* [Document]

###

OpenSSH 9.8 changed the per-session process name from sshd to sshd-session. CrowdSec’s normal SSH parser is expecting sshd. So once that rename lands, brute force detection can quietly stop working unless you account for it.

No fireworks. No dramatic crash. Just less detection, which is somehow more annoying.

My fix is a compatibility parser at the s00-raw stage:

# /etc/crowdsec/parsers/s00-raw/ak/sshd-session-rename.yaml
filter: "evt.Parsed.program == 'sshd-session'"
name: ak/sshd-session-rename
description: "Rewrite sshd-session to sshd for OpenSSH 9.8+ compatibility"
nodes:
  - transform:
      - "evt.Parsed.program = 'sshd'"
onsuccess: next_stage

That lets the standard SSH parser continue doing its job without me having to fork the whole collection.

I also make sure rsyslog forwards sshd-session logs explicitly where needed:

auth,authpriv.*  @@192.168.70.84:514
if $programname == 'sshd-session' then @@192.168.70.84:514

That matters on hosts where the session rename would otherwise make your forwarded logs look incomplete.

If you want to sanity-check a parser before rolling it out, cscli explain is your friend:

docker exec crowdsec cscli explain --type syslog --file /var/log/auth.log

Use that before production. It is a much cheaper learning experience.

Whitelists and Not Locking Yourself Out Like an Amateur

I learned this one the fun way.

At one point I was using logger to simulate SSH brute force lines while connected over SSH from home. CrowdSec did exactly what I asked it to do, which turned out to be a deeply unhelpful thing to ask. I got my home IP banned, lost SSH, and lost WireGuard at the same time.

So now I keep a few targeted whitelists in place instead of one vague “trust me bro” parser.

1. Trusted lab networks

This is the broad internal trust layer for known VLANs and the WireGuard mesh:

# /etc/crowdsec/parsers/s02-enrich/ak/trusted-ips-whitelist.yaml
name: ak/trusted-ips
description: "Whitelist internal trusted VLANs and WireGuard mesh"
whitelist:
  reason: "Internal homelab networks (MAIN, KIDS, Lab, WireGuard)"
  cidr:
    - "10.6.0.0/24"
    - "192.168.1.0/24"
    - "192.168.10.0/24"
    - "192.168.20.0/24"
    - "192.168.70.0/24"

2. Local and service-specific chatter

This one keeps internal Authentik traffic, localhost, and my DDNS-resolved home IP from getting treated like strangers:

# /etc/crowdsec/parsers/s02-enrich/user/local-whitelist.yaml
name: user/local-whitelist
description: "Whitelist internal Authentik and LAN traffic"
whitelist:
  reason: "Internal service chatter"
  ip:
    - "192.168.70.6"
  cidr:
    - "192.168.70.0/24"
    - "127.0.0.1/32"
    - "::1/128"

###

* [Required task] Retype the stretch of the CrowdSec text from "That matters on" through "cheaper learning experience.". The data after this text is separate material.

###

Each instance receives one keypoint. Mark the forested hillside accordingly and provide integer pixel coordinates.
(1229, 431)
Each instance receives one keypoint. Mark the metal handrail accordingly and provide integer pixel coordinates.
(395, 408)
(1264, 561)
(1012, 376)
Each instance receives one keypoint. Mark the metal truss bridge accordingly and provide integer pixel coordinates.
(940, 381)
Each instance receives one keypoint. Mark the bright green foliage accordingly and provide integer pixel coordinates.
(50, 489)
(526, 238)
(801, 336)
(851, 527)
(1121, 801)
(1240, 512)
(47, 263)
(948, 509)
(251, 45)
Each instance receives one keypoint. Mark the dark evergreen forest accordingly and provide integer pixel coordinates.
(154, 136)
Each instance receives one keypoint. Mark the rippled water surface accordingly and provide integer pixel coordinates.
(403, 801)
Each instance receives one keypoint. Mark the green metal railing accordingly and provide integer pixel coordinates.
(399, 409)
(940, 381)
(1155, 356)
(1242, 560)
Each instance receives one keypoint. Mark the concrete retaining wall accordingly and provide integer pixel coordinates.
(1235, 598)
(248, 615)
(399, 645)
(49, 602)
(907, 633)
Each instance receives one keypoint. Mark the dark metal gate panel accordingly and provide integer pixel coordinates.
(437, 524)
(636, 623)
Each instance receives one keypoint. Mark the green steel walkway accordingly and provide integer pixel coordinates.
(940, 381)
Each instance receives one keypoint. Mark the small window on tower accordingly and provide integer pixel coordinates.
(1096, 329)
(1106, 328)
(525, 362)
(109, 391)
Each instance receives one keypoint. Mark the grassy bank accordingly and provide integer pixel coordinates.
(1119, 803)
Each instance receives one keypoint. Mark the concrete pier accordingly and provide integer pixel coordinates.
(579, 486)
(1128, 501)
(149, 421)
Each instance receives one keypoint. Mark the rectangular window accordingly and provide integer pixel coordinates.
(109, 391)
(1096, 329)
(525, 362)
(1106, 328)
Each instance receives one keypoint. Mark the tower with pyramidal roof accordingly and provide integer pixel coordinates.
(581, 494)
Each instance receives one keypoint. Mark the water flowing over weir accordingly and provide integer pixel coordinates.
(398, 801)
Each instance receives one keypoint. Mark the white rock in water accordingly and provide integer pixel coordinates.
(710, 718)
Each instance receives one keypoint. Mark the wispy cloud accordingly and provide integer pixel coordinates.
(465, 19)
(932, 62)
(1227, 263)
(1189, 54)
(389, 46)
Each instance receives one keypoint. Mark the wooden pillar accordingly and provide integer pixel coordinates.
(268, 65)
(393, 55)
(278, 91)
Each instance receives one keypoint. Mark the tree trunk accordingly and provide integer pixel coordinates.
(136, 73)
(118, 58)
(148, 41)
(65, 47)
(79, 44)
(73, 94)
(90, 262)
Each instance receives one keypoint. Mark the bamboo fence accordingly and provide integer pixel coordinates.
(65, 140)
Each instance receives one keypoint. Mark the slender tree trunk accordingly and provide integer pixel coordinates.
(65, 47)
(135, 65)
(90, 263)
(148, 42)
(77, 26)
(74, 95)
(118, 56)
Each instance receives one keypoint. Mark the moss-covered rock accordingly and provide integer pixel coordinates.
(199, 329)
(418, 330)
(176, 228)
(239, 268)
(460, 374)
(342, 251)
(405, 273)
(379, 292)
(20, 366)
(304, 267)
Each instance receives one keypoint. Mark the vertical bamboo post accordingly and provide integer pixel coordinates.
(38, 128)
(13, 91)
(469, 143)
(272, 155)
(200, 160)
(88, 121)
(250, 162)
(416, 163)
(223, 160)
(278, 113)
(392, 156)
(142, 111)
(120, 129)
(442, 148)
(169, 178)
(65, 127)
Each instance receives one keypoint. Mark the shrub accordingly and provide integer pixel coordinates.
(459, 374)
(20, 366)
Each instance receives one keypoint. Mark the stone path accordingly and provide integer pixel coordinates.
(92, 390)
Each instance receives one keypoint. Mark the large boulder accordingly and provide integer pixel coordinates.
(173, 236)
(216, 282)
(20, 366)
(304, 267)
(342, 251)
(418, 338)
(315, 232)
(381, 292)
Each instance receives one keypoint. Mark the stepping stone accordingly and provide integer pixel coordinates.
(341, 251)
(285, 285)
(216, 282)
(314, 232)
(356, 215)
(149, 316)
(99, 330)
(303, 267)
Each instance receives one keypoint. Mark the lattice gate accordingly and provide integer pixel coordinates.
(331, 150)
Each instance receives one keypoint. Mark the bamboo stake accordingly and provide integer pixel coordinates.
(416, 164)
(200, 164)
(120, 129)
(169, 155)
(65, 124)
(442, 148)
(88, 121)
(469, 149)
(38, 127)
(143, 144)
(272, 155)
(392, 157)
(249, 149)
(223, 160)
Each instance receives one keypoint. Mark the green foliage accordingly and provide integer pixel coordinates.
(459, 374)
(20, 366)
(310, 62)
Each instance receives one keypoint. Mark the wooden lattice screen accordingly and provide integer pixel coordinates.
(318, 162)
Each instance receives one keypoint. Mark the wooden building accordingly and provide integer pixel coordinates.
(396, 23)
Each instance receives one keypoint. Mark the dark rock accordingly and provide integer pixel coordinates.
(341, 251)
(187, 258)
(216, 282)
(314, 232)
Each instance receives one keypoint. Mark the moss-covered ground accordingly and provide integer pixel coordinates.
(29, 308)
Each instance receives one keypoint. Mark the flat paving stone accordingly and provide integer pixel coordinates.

###

* [Solution to this task]
That matters on hosts where the session rename would otherwise make your forwarded logs look incomplete.

If you want to sanity-check a parser before rolling it out, cscli explain is your friend:

docker exec crowdsec cscli explain --type syslog --file /var/log/auth.log

Use that before production. It is a much cheaper learning experience.